The string-theory simplified the description of larger structures, but it therefore required a model with more than the conventional dimensions, utilizing instead up to 11 dimensions that are necessary in order to describe the behaviour of the strings. Professor Ed Witten is one of the leading researchers who work on this comprehensive theory, which Witten calls M-theory (membrane theory). Witten himself came to the conclusion that every attempt complex enough to deliver a comprehensive theory is also complex enough to raise a couple of new problems.

4 About Small and Large Worlds

In this section, understanding of the nature of matter in the large as well as in the small are described from the perspective of Falun Dafa as well by the evolution of modern science. It also will attempt to show that scientific perceptions can probably never be absolute. These developments can always just go hand in hand with the technical possibilities.

To have a better understanding about Falun Dafa cultivation and the resulting perceptions, Zhuan Falun [3] speaks about people's enlightenment, often referring to historic writings. As enlightenment one understands the completion of cultivation and acquiring of wisdom, whereby there exist different levels of enlightenment (in the context of this work it is comparably with different, high-level scientific education). For example, the oft-cited Buddha Sakyamuni had reached a state of enlightenment called Tathagata level.

There are in addition yet further levels of enlightenment; both higher and also lower ones. Depending on one's level one can recognize different things with the Celestial Eye. As described in [3] (chapters two, "Issue of the Celestial Eye"), the Celestial Eye is an organ that permits perceptions over and above conventional vision. The ability to see with this function is an accompaniment of cultivation (corresponding to the person's mind-nature level). Having this ability, people were able to report seeing things that are not recognizable through current scientific knowledge.
-=-=-=-=-
**EXERCISES TO COMPLETE:**
1 – In the passage on small and large worlds, restate the part that opens with "There are in" and closes with "current scientific knowledge.", substituting "Third Eye" for "Celestial Eye".
2 – According to the passage on small and large worlds, what state of enlightenment did Buddha Sakyamuni reach?
-=-=-=-=-
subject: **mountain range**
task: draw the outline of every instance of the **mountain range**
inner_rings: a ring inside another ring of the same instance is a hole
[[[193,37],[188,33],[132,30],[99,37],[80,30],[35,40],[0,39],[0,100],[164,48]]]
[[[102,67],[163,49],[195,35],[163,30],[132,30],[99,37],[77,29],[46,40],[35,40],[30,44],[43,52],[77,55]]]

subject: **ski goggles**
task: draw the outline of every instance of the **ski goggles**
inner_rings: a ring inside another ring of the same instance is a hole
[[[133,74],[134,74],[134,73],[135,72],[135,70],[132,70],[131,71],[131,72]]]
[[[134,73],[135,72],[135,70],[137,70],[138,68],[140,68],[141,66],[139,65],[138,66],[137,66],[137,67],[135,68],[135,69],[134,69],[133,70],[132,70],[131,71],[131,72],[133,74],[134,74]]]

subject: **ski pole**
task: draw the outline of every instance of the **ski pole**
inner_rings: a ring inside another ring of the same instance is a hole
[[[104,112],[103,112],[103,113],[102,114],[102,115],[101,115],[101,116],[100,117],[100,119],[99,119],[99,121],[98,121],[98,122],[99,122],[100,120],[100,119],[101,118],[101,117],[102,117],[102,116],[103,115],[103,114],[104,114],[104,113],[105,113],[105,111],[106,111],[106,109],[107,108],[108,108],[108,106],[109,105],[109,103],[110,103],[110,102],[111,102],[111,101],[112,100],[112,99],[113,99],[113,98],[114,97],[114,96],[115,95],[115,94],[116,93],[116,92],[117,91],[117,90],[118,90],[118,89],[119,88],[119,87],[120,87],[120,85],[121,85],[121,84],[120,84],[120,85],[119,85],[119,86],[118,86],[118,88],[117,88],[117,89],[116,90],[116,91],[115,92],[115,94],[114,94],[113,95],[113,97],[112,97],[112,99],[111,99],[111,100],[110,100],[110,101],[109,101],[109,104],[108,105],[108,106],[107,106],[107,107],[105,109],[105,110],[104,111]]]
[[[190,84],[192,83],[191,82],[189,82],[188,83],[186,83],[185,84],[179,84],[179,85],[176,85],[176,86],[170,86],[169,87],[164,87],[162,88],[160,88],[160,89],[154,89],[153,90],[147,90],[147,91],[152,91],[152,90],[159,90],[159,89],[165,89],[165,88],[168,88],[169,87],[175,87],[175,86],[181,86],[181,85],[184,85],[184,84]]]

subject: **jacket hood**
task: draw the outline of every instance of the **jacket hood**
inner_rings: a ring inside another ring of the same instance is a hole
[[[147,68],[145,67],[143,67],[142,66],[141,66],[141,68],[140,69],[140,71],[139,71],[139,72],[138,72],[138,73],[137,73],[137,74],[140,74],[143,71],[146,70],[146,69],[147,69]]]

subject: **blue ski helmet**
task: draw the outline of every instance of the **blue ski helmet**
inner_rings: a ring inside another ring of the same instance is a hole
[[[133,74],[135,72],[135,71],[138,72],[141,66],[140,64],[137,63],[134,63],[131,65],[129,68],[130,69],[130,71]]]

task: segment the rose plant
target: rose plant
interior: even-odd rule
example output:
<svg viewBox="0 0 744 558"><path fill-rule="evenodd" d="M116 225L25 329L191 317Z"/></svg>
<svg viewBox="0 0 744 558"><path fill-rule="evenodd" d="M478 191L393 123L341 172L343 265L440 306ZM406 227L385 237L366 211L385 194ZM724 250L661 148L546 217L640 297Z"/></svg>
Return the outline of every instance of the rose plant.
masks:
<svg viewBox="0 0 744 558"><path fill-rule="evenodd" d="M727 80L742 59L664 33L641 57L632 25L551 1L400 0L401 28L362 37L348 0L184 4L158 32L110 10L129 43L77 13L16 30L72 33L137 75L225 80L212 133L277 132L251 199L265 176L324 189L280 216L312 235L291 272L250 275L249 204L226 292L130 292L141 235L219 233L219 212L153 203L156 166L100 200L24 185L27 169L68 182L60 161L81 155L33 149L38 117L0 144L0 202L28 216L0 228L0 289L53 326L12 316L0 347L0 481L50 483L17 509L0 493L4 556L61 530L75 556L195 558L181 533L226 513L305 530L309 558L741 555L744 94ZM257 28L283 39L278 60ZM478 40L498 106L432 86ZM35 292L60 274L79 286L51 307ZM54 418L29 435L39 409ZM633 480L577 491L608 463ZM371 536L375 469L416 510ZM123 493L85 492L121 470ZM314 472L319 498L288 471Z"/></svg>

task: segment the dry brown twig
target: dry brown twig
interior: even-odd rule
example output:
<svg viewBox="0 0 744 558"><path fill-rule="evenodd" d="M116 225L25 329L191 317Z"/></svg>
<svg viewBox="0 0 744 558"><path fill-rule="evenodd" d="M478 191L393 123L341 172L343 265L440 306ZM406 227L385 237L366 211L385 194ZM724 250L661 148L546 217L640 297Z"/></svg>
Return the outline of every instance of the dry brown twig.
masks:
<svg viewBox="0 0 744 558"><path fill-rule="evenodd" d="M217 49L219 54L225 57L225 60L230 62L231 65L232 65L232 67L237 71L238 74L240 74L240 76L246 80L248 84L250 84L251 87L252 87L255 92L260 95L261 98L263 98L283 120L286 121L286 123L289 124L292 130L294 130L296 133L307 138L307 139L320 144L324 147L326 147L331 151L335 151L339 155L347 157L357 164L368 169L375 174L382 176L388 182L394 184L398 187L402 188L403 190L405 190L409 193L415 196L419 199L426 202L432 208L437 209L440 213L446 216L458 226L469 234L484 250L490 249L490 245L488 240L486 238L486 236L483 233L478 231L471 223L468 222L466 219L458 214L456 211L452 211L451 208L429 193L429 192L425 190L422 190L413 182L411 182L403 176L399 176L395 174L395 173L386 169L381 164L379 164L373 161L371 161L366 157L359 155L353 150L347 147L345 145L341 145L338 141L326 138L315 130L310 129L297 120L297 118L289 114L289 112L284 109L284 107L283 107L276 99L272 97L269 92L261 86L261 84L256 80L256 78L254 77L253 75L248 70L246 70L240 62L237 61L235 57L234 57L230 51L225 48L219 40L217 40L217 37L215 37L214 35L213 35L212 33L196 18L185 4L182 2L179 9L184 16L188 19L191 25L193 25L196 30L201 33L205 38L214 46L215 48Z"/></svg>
-=-=-=-=-
**EXERCISE RESPONSES:**
1 –
There are in addition yet further levels of enlightenment; both higher and also lower ones. Depending on one's level one can recognize different things with the Third Eye. As described in [3] (chapters two, "Issue of the Third Eye"), the Third Eye is an organ that permits perceptions over and above conventional vision. The ability to see with this function is an accompaniment of cultivation (corresponding to the person's mind-nature level). Having this ability, people were able to report seeing things that are not recognizable through current scientific knowledge.

2 – He reached a state of enlightenment called the Tathagata level.